Exercise prompt: List every line of the rows below that contains the string "backpack".

Records shown:
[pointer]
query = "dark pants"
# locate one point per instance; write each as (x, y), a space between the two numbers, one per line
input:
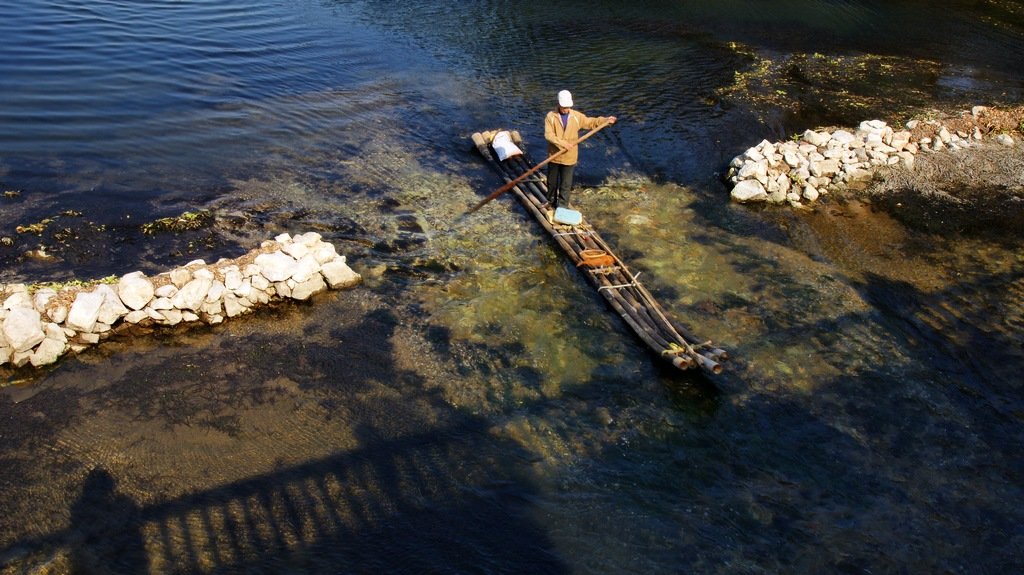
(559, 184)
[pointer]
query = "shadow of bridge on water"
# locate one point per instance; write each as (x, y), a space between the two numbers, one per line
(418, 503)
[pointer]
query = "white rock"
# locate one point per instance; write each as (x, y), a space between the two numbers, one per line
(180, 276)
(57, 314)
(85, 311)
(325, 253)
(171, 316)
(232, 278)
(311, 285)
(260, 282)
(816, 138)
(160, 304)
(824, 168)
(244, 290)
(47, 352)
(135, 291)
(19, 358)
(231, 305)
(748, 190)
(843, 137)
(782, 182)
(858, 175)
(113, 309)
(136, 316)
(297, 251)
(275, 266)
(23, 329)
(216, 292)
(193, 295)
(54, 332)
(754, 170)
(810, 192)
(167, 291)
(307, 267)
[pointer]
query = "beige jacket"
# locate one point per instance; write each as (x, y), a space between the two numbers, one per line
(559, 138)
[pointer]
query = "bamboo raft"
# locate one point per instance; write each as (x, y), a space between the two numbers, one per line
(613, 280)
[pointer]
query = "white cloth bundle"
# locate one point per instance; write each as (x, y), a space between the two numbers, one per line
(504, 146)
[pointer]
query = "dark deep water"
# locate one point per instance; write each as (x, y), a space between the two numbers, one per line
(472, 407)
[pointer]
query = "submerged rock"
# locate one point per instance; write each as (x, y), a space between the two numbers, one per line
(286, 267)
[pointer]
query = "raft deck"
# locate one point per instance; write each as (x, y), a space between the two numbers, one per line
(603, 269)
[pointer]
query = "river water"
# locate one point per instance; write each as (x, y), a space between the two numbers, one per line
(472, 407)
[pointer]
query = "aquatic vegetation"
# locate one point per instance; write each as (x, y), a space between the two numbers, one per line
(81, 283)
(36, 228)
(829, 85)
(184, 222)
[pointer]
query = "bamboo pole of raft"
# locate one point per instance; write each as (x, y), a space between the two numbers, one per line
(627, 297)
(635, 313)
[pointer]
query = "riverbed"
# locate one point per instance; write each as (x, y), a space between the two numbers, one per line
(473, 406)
--
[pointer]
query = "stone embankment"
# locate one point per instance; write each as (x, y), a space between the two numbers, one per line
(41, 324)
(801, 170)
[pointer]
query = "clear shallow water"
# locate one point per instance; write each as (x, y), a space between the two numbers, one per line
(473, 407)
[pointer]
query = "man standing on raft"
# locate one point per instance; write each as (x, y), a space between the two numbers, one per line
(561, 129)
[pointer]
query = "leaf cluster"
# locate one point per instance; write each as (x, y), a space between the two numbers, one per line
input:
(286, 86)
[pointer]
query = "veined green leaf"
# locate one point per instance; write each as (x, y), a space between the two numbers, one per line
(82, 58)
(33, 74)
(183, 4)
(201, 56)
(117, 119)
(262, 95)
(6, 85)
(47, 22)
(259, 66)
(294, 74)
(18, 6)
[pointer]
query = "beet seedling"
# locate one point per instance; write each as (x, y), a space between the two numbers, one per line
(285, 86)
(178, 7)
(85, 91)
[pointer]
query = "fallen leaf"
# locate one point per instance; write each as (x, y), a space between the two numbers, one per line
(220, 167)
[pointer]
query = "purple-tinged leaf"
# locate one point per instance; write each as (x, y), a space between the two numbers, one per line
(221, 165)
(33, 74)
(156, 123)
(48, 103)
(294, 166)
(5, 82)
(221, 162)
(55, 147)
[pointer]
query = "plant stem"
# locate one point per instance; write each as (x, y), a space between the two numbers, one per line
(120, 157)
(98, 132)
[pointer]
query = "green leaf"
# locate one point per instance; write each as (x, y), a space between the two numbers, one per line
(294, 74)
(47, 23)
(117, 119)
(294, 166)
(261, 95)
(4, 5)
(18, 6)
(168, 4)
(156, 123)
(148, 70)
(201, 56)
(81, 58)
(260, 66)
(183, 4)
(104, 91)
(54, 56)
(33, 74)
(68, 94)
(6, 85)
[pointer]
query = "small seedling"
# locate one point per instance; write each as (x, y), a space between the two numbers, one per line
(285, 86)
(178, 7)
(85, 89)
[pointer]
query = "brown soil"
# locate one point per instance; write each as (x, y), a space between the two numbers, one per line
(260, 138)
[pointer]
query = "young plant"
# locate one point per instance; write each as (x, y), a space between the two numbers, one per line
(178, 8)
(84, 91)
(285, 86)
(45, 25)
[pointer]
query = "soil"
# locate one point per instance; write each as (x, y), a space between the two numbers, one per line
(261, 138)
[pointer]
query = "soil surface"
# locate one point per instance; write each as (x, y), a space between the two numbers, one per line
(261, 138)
* * *
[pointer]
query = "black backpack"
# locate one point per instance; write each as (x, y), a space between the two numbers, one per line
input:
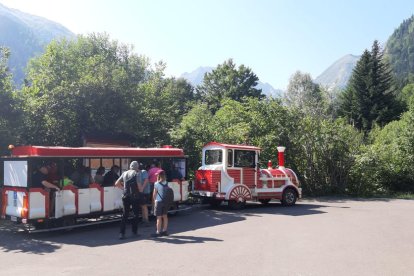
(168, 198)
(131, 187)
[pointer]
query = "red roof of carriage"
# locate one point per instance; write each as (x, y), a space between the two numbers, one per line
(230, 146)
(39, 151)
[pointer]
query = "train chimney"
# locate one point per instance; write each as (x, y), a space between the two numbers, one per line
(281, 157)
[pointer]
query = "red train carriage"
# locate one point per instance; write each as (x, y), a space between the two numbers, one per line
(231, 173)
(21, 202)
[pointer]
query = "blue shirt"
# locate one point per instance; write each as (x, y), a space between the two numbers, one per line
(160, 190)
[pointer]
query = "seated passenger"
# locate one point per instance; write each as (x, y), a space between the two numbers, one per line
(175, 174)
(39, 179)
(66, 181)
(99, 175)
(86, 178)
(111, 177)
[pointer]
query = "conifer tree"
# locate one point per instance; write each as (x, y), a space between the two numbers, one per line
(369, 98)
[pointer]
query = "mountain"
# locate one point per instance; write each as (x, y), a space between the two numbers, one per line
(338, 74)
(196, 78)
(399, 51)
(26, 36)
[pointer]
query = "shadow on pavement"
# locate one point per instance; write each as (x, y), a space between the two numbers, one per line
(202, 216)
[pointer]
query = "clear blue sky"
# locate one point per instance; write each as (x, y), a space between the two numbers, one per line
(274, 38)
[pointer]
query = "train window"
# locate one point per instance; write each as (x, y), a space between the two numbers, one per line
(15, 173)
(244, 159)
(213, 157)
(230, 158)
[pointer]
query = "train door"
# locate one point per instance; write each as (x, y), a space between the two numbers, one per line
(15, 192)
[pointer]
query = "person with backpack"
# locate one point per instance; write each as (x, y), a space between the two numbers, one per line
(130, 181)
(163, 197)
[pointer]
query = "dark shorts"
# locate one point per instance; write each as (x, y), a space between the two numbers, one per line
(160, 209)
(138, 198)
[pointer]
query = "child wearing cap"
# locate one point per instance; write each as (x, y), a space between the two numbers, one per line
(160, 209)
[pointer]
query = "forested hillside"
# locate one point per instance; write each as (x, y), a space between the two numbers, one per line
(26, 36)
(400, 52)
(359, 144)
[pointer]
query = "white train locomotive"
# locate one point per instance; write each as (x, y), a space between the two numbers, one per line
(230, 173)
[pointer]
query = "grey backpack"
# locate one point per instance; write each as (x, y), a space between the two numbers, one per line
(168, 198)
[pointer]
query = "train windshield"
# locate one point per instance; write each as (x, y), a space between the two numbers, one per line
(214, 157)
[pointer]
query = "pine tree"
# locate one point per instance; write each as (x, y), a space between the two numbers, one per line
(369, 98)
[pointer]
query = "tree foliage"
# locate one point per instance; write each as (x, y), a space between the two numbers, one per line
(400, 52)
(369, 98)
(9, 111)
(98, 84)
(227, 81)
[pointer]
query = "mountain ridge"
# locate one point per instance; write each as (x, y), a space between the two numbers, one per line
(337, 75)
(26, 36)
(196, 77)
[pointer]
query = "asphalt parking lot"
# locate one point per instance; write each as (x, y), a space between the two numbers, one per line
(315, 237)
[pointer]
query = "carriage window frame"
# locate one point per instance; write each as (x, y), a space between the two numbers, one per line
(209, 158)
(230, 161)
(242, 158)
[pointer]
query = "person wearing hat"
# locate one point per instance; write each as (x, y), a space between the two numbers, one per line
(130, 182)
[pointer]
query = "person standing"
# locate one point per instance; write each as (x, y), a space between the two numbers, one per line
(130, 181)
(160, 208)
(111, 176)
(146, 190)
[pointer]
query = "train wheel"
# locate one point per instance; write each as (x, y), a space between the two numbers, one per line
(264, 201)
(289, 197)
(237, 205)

Solution below:
query = "black backpack"
query = "person with backpack"
query = "grey backpack"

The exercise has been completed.